**YOUR OBJECTIVE**
Please pull out, word for word, everything from the start of the records below down to the line containing "Target: stack of book", with both of those lines included. Leave the pictures out of your answer.

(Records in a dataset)
______________________________

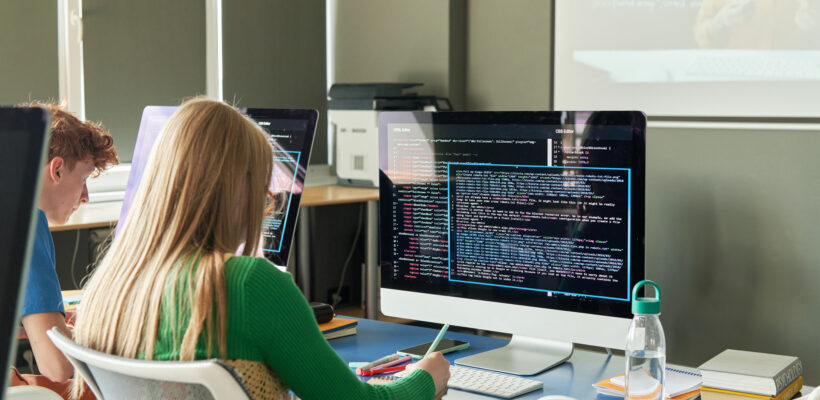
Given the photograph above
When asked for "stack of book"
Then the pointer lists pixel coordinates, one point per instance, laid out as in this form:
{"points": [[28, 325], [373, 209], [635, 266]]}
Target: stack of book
{"points": [[680, 383], [338, 327], [740, 375]]}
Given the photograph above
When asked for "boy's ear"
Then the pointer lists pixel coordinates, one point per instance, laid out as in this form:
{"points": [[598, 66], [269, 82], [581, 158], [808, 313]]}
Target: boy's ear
{"points": [[55, 168]]}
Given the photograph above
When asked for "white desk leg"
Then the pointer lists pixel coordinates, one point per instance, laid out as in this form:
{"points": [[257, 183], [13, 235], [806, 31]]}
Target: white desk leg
{"points": [[372, 260], [303, 264]]}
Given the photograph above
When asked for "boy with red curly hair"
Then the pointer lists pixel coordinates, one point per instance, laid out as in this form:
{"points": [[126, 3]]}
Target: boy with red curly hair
{"points": [[76, 151]]}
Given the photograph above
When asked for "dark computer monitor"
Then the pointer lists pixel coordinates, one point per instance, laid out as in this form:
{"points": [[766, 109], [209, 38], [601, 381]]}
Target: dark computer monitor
{"points": [[290, 132], [529, 223], [22, 155]]}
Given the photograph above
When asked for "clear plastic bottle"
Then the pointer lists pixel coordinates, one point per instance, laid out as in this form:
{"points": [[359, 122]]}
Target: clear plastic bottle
{"points": [[645, 347]]}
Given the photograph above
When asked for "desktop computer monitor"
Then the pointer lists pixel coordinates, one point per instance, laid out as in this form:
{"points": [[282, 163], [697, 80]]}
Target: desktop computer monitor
{"points": [[529, 223], [290, 132], [23, 144]]}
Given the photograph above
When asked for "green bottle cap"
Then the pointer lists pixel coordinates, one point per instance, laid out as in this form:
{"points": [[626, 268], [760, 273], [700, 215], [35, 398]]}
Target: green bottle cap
{"points": [[646, 305]]}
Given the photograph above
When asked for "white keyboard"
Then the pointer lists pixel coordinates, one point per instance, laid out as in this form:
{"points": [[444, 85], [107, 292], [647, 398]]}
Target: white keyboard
{"points": [[489, 383]]}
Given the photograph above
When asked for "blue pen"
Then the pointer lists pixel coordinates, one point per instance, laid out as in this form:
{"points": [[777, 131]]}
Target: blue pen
{"points": [[438, 339]]}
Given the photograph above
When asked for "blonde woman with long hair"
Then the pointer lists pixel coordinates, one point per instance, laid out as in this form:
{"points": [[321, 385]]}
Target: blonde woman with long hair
{"points": [[171, 288]]}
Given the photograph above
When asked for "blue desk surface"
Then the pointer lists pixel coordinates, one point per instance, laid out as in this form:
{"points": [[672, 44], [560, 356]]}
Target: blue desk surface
{"points": [[572, 378]]}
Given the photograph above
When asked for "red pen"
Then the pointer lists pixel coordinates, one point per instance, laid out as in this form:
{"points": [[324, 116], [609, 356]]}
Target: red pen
{"points": [[361, 372]]}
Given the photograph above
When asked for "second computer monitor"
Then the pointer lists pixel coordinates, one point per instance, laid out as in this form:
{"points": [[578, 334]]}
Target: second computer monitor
{"points": [[290, 132], [530, 223]]}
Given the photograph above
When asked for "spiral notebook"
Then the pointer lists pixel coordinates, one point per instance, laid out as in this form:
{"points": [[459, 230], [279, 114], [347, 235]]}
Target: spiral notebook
{"points": [[681, 383]]}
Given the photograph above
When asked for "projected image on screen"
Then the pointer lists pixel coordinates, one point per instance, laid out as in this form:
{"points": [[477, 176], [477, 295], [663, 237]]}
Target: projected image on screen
{"points": [[689, 57]]}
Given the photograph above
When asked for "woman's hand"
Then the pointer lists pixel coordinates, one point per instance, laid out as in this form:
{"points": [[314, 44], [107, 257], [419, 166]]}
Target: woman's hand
{"points": [[438, 367]]}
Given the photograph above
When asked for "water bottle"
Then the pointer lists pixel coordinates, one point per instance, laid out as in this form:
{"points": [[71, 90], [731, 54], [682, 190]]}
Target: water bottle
{"points": [[645, 347]]}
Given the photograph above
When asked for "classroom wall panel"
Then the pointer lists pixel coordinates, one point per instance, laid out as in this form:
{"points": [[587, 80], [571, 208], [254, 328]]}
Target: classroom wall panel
{"points": [[731, 220], [274, 56], [140, 53], [28, 51], [401, 41], [508, 55]]}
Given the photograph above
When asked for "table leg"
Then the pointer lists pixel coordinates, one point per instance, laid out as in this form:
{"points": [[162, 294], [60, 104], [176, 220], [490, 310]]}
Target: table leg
{"points": [[303, 261], [372, 260]]}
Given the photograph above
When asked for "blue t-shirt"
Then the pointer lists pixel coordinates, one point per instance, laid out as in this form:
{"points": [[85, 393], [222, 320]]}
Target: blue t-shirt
{"points": [[43, 288]]}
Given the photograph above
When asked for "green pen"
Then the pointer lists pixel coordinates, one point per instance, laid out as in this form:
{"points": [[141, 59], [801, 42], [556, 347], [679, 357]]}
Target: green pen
{"points": [[438, 339]]}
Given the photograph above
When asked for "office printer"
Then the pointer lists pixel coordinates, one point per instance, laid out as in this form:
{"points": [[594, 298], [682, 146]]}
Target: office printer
{"points": [[353, 125]]}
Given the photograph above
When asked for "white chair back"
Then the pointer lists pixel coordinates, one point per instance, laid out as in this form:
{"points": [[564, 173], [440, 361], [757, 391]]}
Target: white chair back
{"points": [[113, 377]]}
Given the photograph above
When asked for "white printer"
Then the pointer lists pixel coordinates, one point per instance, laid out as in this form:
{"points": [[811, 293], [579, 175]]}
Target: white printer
{"points": [[353, 125]]}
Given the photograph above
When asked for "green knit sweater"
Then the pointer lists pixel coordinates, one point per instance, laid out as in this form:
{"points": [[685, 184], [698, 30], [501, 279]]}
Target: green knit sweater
{"points": [[270, 321]]}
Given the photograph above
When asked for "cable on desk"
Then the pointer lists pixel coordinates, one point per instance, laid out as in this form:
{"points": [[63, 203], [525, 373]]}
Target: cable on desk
{"points": [[335, 298]]}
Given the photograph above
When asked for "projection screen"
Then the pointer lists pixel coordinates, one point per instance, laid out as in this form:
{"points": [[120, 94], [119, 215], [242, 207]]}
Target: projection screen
{"points": [[711, 58]]}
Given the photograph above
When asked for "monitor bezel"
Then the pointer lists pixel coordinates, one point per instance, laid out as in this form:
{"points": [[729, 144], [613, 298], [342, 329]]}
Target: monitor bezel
{"points": [[601, 329], [34, 122], [311, 116]]}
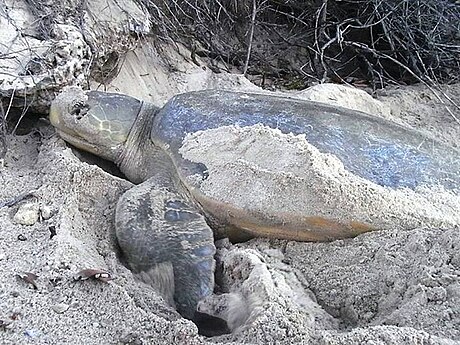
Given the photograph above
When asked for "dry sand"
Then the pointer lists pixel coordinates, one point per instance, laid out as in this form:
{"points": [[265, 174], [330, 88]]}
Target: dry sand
{"points": [[386, 287]]}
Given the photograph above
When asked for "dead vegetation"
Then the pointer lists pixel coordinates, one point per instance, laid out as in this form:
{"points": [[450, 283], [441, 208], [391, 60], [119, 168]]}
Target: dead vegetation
{"points": [[378, 42]]}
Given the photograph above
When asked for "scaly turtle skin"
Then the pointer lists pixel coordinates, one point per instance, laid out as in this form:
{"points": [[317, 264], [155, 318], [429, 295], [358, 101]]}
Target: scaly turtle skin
{"points": [[162, 223]]}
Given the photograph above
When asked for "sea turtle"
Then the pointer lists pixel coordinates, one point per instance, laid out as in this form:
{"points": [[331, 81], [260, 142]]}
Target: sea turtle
{"points": [[164, 224]]}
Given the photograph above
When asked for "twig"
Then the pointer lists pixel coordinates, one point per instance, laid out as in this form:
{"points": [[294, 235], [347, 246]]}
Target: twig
{"points": [[251, 37]]}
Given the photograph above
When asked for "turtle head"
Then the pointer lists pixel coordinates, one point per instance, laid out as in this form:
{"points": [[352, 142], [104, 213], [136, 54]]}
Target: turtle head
{"points": [[94, 121]]}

______________________________

**RESULT**
Given the photograph above
When asked for "stack of book"
Then the pointer lists pixel coordinates, one point per instance, laid out as in this form:
{"points": [[28, 325], [373, 209], [635, 266]]}
Target: stack of book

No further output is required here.